» What to work on
List every line in the items below that contains the string "foal", matching case exactly.

» Dataset excerpts
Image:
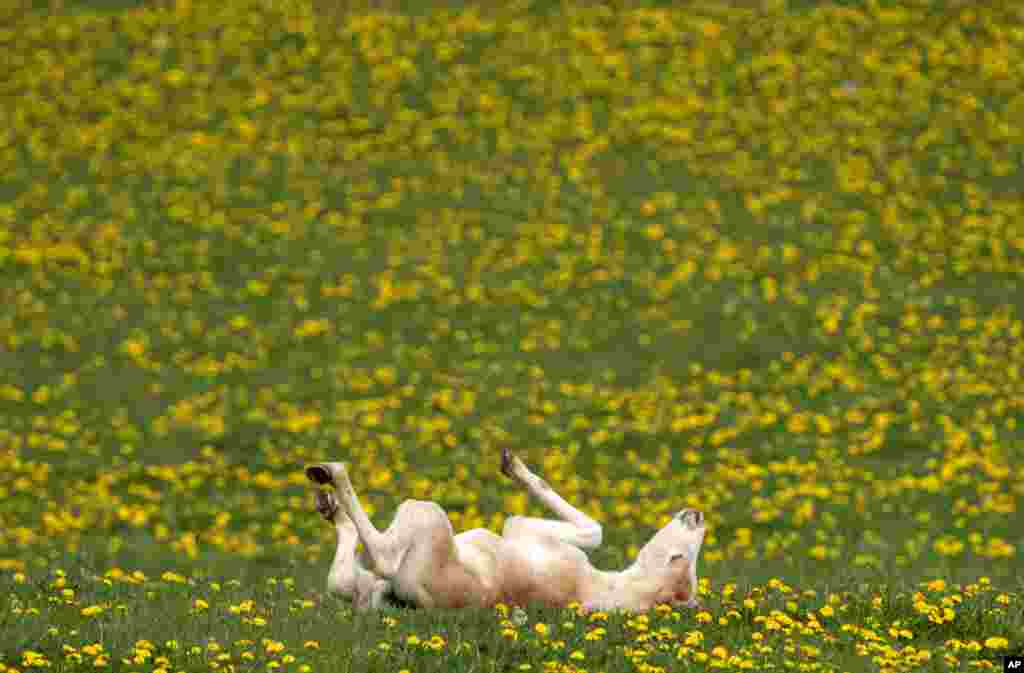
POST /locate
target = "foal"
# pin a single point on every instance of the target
--
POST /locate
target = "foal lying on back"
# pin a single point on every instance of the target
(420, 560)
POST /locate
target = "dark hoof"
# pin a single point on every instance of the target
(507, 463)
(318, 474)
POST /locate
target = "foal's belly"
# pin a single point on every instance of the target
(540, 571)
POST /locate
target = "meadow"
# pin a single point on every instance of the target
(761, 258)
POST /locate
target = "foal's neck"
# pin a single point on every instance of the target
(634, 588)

» Written answer
target = "foal"
target = "foal lying on back"
target = "foal's belly"
target = "foal's neck"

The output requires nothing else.